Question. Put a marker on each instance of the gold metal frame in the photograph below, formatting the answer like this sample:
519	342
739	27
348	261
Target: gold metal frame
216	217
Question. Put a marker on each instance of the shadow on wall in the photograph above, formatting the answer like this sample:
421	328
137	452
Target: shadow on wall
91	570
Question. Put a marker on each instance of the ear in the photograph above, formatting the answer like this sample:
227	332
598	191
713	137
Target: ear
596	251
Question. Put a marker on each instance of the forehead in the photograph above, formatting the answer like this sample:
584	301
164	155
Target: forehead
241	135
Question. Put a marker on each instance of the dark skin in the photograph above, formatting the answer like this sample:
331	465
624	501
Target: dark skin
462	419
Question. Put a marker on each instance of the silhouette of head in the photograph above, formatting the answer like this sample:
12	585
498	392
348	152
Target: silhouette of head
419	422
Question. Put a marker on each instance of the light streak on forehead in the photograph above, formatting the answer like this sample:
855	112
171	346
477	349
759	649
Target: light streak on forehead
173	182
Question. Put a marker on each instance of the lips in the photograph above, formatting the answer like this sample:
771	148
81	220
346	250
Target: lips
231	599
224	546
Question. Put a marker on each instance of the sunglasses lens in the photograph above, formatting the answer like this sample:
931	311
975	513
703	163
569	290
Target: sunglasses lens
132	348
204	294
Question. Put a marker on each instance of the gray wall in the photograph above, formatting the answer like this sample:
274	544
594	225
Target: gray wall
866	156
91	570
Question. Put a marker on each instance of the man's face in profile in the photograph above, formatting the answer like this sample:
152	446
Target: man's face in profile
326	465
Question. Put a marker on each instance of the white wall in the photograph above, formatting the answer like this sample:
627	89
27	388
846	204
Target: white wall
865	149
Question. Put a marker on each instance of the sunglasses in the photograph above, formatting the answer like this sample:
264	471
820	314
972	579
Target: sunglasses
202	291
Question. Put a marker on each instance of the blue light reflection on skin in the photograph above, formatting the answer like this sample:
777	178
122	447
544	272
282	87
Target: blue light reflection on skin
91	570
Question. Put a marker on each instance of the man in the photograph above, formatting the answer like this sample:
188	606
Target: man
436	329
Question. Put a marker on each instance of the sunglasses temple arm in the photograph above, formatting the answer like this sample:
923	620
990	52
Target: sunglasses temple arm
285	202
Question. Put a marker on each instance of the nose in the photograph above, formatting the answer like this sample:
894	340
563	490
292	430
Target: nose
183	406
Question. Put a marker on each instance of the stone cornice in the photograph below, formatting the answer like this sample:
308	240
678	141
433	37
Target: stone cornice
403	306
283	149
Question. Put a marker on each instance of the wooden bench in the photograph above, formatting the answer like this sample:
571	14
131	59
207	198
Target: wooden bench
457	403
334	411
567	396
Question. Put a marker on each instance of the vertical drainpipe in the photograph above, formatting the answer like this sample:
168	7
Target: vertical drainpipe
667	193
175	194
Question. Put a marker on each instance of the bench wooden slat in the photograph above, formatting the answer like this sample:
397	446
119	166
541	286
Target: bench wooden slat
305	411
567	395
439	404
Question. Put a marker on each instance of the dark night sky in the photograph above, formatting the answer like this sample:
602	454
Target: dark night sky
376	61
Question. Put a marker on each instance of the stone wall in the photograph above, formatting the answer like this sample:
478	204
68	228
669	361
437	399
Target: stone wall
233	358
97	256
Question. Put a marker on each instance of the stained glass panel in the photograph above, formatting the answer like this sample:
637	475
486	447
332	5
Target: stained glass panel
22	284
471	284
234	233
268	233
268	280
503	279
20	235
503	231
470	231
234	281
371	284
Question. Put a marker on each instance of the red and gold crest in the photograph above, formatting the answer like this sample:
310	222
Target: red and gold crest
-------
* _Directions_
Repeat only the stretch of lines that begins at the line containing "Target: stained glass panel" and ends at the last line above, both included.

* _Exercise answer_
Target: stained glass panel
22	284
471	284
234	233
268	233
268	280
503	279
20	235
503	231
470	231
234	281
371	284
Question. Put a marker on each instance of the red and gold crest in the photograph above, formatting the answer like this sample:
310	222
Target: red and gold crest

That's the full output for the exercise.